### PROBLEM REQUIREMENTS
Please report how many lines of the listing below contain the string "print", treating case as significant. Give only the number.

### RECORDS SHOWN
▬▬▬▬▬▬▬▬▬▬
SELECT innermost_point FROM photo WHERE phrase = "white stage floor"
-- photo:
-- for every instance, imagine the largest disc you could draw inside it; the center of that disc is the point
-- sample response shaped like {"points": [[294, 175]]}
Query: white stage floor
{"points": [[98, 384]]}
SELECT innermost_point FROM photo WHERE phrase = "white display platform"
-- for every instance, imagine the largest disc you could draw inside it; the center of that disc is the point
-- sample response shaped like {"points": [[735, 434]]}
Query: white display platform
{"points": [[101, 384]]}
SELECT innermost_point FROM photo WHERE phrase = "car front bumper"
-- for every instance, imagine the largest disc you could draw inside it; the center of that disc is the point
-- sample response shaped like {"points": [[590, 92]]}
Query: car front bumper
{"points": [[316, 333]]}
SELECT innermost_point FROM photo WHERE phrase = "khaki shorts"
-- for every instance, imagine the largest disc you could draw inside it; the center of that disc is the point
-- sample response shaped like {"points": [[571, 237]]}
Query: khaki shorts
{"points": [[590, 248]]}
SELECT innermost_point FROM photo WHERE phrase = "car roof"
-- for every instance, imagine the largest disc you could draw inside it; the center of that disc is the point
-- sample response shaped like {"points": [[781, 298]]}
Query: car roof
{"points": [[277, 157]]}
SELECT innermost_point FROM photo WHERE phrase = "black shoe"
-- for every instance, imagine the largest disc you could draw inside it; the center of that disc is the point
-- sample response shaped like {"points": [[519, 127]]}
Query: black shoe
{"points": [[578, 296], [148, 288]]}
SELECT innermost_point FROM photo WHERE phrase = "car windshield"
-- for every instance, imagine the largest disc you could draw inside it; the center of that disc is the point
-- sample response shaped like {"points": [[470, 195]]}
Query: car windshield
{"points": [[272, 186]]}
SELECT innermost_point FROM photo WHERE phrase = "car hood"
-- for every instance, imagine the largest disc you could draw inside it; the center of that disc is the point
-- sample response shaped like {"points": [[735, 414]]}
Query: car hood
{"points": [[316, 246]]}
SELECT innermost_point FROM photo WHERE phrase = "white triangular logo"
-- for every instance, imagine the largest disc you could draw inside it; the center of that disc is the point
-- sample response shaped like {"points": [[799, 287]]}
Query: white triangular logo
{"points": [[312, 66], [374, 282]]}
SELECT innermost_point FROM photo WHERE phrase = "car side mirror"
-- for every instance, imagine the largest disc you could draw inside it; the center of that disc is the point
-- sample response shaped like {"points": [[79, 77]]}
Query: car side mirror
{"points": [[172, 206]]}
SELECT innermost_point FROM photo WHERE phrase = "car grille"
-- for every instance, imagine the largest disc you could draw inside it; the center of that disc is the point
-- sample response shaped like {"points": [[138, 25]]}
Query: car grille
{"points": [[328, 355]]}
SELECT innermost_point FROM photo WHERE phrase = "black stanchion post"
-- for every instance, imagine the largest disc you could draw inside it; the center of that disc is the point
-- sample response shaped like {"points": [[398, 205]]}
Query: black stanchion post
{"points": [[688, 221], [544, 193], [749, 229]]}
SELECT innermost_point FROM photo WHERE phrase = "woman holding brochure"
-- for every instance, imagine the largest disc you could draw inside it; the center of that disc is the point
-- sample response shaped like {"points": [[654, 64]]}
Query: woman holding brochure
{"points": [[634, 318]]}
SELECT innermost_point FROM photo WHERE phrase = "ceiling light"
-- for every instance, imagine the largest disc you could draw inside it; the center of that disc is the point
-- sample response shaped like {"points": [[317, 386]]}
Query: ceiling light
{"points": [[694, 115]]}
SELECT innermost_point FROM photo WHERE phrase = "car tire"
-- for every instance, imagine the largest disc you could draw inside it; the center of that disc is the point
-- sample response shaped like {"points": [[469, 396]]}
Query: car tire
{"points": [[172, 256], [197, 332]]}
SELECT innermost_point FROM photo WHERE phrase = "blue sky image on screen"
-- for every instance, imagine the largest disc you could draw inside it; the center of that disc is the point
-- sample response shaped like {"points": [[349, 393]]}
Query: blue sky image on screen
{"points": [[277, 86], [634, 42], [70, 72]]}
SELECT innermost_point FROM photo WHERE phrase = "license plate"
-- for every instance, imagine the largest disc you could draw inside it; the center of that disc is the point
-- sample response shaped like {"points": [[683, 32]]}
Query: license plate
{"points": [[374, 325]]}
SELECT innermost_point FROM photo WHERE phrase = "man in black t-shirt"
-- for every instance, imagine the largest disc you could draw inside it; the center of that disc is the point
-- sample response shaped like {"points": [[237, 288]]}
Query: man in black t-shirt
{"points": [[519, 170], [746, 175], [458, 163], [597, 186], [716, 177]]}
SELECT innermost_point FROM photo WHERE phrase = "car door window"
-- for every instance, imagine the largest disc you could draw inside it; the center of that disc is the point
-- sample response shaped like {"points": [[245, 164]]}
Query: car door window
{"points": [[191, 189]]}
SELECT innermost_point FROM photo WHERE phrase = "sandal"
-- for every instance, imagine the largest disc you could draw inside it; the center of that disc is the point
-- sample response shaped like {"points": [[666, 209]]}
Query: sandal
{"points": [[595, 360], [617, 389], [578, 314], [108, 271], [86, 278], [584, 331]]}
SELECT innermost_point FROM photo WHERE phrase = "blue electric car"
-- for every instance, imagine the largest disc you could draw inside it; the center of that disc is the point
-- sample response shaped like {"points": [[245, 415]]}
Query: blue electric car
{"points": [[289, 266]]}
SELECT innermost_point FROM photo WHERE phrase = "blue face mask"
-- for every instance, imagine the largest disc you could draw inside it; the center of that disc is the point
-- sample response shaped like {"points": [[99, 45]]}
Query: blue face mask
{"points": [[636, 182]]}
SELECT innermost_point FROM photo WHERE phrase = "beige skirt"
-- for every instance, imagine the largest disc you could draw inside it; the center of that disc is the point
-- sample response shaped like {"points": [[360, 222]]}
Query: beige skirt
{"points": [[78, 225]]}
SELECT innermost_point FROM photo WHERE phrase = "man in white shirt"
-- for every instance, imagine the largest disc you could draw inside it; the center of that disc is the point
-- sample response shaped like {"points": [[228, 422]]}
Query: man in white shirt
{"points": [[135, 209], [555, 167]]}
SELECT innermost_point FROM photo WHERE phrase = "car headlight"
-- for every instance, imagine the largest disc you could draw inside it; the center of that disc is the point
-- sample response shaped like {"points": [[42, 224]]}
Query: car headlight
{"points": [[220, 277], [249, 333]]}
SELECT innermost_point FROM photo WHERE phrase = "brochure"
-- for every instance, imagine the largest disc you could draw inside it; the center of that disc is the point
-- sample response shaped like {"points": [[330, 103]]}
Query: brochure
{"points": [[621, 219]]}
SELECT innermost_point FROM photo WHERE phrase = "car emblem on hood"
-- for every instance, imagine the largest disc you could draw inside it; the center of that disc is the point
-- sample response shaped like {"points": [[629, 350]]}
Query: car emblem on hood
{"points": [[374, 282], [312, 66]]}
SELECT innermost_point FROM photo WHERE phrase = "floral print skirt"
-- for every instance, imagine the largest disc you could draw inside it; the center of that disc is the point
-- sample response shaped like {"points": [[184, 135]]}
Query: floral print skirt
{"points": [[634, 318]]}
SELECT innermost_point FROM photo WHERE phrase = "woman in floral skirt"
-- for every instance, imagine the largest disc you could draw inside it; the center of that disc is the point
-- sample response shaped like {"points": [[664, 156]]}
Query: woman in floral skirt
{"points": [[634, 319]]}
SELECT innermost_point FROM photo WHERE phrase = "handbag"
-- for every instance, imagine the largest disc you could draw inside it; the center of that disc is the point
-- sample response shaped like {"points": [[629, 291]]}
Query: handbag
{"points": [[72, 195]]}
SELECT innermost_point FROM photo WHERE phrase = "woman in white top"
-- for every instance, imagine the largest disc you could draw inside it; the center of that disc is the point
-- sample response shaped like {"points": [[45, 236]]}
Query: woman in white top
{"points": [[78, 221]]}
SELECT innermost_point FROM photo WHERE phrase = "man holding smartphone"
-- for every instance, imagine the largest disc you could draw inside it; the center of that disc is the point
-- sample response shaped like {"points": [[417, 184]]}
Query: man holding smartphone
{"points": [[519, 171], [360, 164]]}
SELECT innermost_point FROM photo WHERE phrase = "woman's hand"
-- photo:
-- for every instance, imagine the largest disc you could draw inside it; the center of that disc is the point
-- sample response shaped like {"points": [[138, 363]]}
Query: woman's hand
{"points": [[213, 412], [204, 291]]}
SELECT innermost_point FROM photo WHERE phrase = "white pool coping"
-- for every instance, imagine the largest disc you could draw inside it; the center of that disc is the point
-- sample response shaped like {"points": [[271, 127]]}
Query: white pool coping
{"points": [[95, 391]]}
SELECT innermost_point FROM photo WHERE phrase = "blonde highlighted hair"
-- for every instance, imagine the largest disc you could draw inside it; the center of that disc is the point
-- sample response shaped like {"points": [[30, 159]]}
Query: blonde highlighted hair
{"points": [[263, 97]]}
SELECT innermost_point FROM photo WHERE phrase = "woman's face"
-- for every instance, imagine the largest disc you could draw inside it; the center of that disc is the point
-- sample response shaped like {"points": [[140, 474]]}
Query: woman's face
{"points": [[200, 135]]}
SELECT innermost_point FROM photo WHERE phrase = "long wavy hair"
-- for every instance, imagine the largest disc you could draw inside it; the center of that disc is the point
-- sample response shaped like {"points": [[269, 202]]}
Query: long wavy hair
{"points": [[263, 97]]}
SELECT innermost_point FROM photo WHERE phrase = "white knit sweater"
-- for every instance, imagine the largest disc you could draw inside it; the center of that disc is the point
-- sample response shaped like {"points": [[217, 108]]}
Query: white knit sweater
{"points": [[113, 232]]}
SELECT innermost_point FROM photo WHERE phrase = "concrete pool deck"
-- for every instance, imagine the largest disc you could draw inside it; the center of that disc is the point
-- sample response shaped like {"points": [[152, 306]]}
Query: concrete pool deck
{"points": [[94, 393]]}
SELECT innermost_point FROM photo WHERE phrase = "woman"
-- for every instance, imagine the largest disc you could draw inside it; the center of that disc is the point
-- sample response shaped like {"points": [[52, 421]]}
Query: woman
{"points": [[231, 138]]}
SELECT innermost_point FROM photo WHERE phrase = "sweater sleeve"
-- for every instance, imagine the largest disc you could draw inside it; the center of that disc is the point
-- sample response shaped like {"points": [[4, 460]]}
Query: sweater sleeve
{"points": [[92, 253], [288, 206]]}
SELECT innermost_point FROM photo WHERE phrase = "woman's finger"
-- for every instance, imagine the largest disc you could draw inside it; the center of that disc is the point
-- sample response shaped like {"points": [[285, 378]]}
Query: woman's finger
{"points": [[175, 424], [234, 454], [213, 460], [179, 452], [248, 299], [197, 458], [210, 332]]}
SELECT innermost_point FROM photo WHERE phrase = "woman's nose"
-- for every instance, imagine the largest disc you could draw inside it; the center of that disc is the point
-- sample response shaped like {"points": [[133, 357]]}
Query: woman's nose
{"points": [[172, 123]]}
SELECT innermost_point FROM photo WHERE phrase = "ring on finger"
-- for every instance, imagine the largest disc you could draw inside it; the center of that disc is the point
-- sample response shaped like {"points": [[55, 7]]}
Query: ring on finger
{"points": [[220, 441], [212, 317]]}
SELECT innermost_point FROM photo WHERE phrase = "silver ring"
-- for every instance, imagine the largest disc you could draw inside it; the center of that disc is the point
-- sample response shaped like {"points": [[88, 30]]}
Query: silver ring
▬▬▬▬▬▬▬▬▬▬
### EXERCISE ANSWER
2